Each line below needs to be returned exactly. Skip any picture.

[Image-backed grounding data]
++++++++++++++++++++

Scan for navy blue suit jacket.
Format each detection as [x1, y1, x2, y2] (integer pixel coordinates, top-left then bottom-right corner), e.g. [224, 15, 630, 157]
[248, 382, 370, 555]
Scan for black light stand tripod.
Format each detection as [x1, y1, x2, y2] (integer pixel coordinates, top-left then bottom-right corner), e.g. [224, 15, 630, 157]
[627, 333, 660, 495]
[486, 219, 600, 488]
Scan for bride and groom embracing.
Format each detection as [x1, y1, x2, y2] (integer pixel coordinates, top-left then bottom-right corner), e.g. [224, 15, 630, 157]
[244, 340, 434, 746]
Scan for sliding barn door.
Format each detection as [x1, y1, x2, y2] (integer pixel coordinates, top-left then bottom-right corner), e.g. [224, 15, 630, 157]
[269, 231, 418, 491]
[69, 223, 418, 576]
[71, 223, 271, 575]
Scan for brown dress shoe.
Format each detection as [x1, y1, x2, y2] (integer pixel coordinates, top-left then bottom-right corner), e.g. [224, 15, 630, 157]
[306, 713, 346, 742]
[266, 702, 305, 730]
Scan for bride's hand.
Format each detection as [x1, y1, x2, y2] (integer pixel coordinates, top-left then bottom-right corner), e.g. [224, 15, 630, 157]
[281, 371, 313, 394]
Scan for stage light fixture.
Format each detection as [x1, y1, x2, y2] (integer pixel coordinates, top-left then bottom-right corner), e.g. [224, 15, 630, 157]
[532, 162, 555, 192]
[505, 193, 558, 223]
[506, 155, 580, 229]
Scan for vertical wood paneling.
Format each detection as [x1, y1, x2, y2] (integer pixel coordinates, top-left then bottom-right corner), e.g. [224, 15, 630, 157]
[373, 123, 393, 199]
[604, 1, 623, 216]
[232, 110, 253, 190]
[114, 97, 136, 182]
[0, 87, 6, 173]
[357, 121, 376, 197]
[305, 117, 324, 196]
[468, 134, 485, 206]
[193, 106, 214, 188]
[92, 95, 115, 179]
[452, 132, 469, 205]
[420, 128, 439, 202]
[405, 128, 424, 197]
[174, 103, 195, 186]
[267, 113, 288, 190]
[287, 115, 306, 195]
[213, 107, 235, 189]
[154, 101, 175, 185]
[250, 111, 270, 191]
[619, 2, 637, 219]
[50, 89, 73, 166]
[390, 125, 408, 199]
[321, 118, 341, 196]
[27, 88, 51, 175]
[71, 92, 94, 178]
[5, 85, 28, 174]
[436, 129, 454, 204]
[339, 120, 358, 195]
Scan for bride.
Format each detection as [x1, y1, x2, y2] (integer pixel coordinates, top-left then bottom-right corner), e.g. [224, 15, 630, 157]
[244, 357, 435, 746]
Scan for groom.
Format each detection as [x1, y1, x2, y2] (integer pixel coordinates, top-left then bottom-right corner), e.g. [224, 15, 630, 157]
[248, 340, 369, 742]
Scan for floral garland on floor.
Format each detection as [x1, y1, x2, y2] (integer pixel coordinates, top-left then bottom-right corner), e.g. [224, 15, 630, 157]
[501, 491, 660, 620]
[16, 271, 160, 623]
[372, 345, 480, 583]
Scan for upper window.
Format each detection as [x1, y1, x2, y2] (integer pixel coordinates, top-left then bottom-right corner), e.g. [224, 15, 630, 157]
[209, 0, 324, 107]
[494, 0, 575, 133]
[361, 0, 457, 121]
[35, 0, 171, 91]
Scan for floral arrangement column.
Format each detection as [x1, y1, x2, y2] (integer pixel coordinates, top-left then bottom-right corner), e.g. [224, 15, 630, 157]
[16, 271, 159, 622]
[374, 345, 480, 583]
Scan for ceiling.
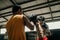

++++++++++++++++++++

* **ANSWER SECTION**:
Scan for navy blue suit jacket.
Format each detection as [x1, y1, x2, y2] (integer pixel coordinates, top-left then bottom-right corner), e.g. [224, 15, 630, 157]
[248, 382, 370, 555]
Scan for black light stand tripod.
Format each detection as [x1, y1, x2, y2] (integer pixel coordinates, top-left then bottom-right corner), e.g. [224, 15, 630, 157]
[627, 333, 660, 495]
[486, 219, 600, 488]
Scan for bride and groom embracing.
Format each detection as [x1, y1, x2, y2] (integer pixel coordinates, top-left then bottom-right corner), e.g. [224, 15, 630, 157]
[244, 340, 434, 746]
Scan for sliding barn door.
Format each detection as [x1, y1, x2, y2] (integer pixel coordinates, top-left then bottom-right corner), e.g. [224, 15, 630, 157]
[269, 231, 418, 491]
[69, 223, 418, 576]
[71, 223, 271, 575]
Scan for brown dress shoe.
Format each detection as [x1, y1, x2, y2] (integer pixel coordinates, top-left then bottom-right corner), e.g. [224, 15, 630, 157]
[306, 713, 346, 742]
[266, 702, 305, 730]
Scan for bride's hand.
Format each detection as [x1, y1, x2, y2] (integer pixel coordinates, top-left then bottom-right corner), e.g. [224, 15, 630, 157]
[281, 371, 313, 394]
Scan for stage light fixture.
Format each detection as [x1, y1, x2, y2] (integer pixel coordinates, top-left then bottom-right corner), e.g. [224, 15, 630, 157]
[532, 162, 555, 192]
[505, 193, 558, 223]
[506, 155, 580, 229]
Scan for vertical wood paneling.
Format each detection as [x1, y1, x2, y2] (integer pixel coordinates, top-left then bottom-right corner), e.g. [224, 15, 630, 157]
[373, 123, 393, 199]
[604, 1, 623, 216]
[232, 110, 253, 190]
[114, 97, 136, 182]
[0, 87, 6, 173]
[357, 121, 376, 197]
[305, 117, 324, 196]
[468, 134, 485, 206]
[193, 106, 214, 188]
[92, 95, 115, 179]
[452, 132, 469, 205]
[420, 128, 439, 202]
[405, 128, 424, 197]
[174, 103, 195, 186]
[267, 113, 288, 190]
[287, 115, 306, 195]
[213, 107, 235, 189]
[154, 101, 175, 185]
[250, 111, 270, 191]
[619, 2, 637, 219]
[50, 89, 73, 166]
[390, 125, 408, 199]
[321, 118, 341, 196]
[27, 88, 51, 175]
[71, 92, 94, 178]
[5, 85, 28, 174]
[436, 129, 454, 204]
[339, 120, 358, 195]
Scan for bride.
Format each detection as [x1, y1, x2, y2] (integer pixel coordinates, top-left then bottom-right corner), e.g. [224, 15, 630, 157]
[244, 357, 435, 746]
Scan for groom.
Format each detection as [x1, y1, x2, y2] (integer pixel coordinates, top-left then bottom-right corner), e.g. [224, 15, 630, 157]
[248, 340, 369, 742]
Scan for floral garland on floor.
Format each detection as [x1, y1, x2, y2] (integer pixel coordinates, top-left then bottom-right corner), e.g. [224, 15, 630, 157]
[501, 491, 660, 620]
[16, 271, 160, 623]
[372, 345, 480, 583]
Scan for upper window.
Format each detection as [x1, y1, x2, y2] (integer pixel coordinates, top-left then bottom-right corner), e.g. [224, 15, 630, 157]
[209, 0, 324, 107]
[494, 0, 575, 133]
[361, 0, 457, 121]
[35, 0, 171, 91]
Scan for floral arrangement column.
Format each detection as [x1, y1, x2, y2] (integer pixel coordinates, top-left then bottom-right corner), e.g. [224, 15, 630, 157]
[16, 271, 159, 622]
[374, 345, 480, 583]
Scan for ceiling.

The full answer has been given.